___ TESTO CITATO

BAND 

PUNKIDERMA

Titolo

Abbey Road

Data

1982 D.C.

Genere

ROCK PESO

I 𝗣𝘂𝗻𝗸𝗶𝗱𝗲𝗿𝗺𝗮, band originaria di Pesaro che ha esercitato una notevole influenza sugli Elephante Louder Rock addirittura 𝐚 𝐥𝐨𝐫𝐨 𝐢𝐧𝐬𝐚𝐩𝐮𝐭𝐚 (clicca QUI per leggere la loro dichiarazione al riguardo) quindi immaginiamo fino a che punto può arrivare la loro seminalità (!), stavolta rifanno (nel loro caso sarebbe sempre meglio dire: DIS-FANNO) "Abbey Road" dei Beatles!

Quando Gregor Samsa si risvegliò una mattina da sogni tormentosi si ritrovò nel suo letto trasformato in un insetto gigantesco. Giaceva sulla schiena dura come una corazza e sollevando un poco il capo poteva vedere la sua pancia convessa, color marrone, suddivisa in grosse scaglie ricurve; sulla cima la coperta, pronta a scivolar via, si reggeva appena. Le sue numerose zampe, pietosamente esili se paragonate alle sue dimensioni, gli tremolavano disperate davanti agli occhi” (Incipt de “La Metamorfosi” di Franz Kafka)

Risvegliandosi, alla stregua di Gregor, nome che (si prenda nota al fine di comprendere pienamente questo concept), significa “risvegliato dalla fede” (e che risveglio, un incubo ad occhi aperti!), come scarafaggi in un putrido nido costruito in un anfratto (quel “a hole in the road“ di cui urleranno più avanti) del porto di Liverpool dal quale, se qualcuno non troppo lontano avesse fatto girare su un giradischi questo LP- non abbiamo dubbi - si sarebbe potuto ascoltare proprio così, putrido e gracchiante .

In una parola, “musica fetida” con nessuna - ovviamente - affinità elettiva con gli altri quattro ben più famosi pseudo-scarafaggi che ne furono gli originari autori. Questa mutazione sonica viene perpetrata dai Punkiderma anche nei confronti della stessa struttura compositiva dell’opera che qui subisce una totale ‘medleyzzazione’ dell’originale (nella quale solo il lato B era realmente costruito con l’escamotage del medley) che va a legare il tutto in un concept album sul tema dell’alienazione indotta dall’ambiente famigliare.

______
___ VOCI

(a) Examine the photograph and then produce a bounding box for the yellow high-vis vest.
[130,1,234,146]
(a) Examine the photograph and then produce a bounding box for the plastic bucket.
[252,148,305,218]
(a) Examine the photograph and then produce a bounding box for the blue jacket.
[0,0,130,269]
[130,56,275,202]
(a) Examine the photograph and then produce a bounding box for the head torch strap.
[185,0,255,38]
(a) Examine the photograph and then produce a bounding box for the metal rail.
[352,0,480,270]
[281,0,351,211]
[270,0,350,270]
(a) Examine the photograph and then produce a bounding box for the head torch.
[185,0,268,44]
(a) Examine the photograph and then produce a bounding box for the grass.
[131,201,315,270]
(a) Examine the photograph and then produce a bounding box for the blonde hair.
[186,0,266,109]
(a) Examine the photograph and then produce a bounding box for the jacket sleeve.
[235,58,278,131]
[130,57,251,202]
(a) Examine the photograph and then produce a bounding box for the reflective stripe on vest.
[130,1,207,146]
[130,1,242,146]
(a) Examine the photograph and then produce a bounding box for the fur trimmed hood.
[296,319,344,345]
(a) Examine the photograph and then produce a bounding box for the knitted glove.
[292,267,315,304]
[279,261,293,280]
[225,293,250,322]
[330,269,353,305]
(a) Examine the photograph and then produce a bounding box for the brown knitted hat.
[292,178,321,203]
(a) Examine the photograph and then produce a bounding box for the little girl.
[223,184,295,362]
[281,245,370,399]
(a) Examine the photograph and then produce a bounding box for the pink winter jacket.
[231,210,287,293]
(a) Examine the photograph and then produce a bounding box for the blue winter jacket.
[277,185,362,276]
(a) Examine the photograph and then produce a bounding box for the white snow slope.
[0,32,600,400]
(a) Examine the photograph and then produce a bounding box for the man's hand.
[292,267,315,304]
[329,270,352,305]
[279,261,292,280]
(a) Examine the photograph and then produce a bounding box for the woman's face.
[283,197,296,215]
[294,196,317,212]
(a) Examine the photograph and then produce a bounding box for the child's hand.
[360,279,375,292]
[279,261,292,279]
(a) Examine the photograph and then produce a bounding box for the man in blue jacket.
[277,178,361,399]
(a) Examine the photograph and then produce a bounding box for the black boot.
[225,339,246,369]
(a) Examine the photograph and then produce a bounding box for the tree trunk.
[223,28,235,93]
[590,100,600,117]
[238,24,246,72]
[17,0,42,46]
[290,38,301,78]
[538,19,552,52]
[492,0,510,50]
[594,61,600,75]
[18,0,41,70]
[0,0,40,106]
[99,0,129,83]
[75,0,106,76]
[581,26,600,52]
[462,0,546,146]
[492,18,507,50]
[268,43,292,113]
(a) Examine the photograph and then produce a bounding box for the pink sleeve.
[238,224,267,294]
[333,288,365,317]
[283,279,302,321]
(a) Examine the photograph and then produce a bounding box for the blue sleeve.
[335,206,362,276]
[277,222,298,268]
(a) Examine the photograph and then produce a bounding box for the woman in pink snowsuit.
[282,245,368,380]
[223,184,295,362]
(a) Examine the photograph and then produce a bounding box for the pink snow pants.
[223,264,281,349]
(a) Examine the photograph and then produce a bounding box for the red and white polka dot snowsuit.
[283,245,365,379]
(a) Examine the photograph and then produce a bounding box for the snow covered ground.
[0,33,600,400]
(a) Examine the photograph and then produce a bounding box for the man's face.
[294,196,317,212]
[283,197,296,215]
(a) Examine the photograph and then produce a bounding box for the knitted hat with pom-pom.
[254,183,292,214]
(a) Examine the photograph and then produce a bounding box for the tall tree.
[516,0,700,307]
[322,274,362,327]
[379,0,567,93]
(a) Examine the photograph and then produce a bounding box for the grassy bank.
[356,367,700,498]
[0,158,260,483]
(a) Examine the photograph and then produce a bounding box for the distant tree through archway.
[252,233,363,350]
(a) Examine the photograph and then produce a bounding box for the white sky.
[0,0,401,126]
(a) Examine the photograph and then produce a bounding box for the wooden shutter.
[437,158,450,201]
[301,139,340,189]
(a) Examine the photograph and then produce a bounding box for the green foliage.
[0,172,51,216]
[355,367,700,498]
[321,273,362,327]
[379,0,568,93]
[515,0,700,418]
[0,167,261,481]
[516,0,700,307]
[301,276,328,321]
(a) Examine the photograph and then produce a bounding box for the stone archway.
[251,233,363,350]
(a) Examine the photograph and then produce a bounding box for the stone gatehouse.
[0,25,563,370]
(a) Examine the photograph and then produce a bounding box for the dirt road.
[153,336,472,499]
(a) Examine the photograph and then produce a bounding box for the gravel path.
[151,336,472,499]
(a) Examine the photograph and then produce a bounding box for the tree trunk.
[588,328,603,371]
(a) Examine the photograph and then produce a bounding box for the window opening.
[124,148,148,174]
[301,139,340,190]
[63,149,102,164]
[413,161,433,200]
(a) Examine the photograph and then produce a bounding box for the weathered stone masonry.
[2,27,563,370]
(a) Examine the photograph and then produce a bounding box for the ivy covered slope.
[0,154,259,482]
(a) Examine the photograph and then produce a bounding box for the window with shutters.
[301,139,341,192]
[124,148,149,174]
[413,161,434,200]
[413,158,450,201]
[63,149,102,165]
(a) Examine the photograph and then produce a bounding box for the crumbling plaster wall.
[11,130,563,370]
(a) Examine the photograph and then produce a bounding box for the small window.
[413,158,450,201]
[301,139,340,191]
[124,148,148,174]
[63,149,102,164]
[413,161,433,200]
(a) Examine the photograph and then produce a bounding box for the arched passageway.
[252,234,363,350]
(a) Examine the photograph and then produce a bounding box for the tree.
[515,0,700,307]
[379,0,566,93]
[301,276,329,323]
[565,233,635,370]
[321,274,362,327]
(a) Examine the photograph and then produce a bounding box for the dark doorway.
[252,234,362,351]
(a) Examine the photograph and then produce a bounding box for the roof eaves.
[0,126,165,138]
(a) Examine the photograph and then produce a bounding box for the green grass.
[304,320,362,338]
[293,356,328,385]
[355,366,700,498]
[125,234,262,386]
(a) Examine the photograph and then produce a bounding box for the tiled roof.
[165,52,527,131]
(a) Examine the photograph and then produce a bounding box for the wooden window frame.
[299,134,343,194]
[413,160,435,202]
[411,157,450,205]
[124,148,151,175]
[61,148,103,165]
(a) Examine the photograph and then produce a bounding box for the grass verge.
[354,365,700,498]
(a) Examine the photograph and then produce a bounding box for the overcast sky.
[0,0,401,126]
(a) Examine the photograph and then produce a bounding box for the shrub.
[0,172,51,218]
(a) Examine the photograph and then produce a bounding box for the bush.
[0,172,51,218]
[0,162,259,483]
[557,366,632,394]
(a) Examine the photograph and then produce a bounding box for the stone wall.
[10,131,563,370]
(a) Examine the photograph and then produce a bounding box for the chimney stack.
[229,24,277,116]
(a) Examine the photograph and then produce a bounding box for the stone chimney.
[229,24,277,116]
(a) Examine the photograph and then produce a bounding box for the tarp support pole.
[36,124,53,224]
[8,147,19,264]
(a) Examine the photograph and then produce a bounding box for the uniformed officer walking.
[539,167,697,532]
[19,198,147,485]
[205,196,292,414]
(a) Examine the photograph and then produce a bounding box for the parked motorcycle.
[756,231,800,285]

______

Ricopia il passo della recensione dei Punkiderma che comincia dalle parole "I 𝗣𝘂𝗻𝗸𝗶𝗱𝗲𝗿𝗺𝗮, band" e si chiude dopo le parole "di Franz Kafka)", rinominando "Pesaro" in "Urbino". Le voci non hanno alcun legame con la recensione.

» RISPOSTA COMPLETA
I 𝗣𝘂𝗻𝗸𝗶𝗱𝗲𝗿𝗺𝗮, band originaria di Urbino che ha esercitato una notevole influenza sugli Elephante Louder Rock addirittura 𝐚 𝐥𝐨𝐫𝐨 𝐢𝐧𝐬𝐚𝐩𝐮𝐭𝐚 (clicca QUI per leggere la loro dichiarazione al riguardo) quindi immaginiamo fino a che punto può arrivare la loro seminalità (!), stavolta rifanno (nel loro caso sarebbe sempre meglio dire: DIS-FANNO) "Abbey Road" dei Beatles!

Quando Gregor Samsa si risvegliò una mattina da sogni tormentosi si ritrovò nel suo letto trasformato in un insetto gigantesco. Giaceva sulla schiena dura come una corazza e sollevando un poco il capo poteva vedere la sua pancia convessa, color marrone, suddivisa in grosse scaglie ricurve; sulla cima la coperta, pronta a scivolar via, si reggeva appena. Le sue numerose zampe, pietosamente esili se paragonate alle sue dimensioni, gli tremolavano disperate davanti agli occhi” (Incipt de “La Metamorfosi” di Franz Kafka)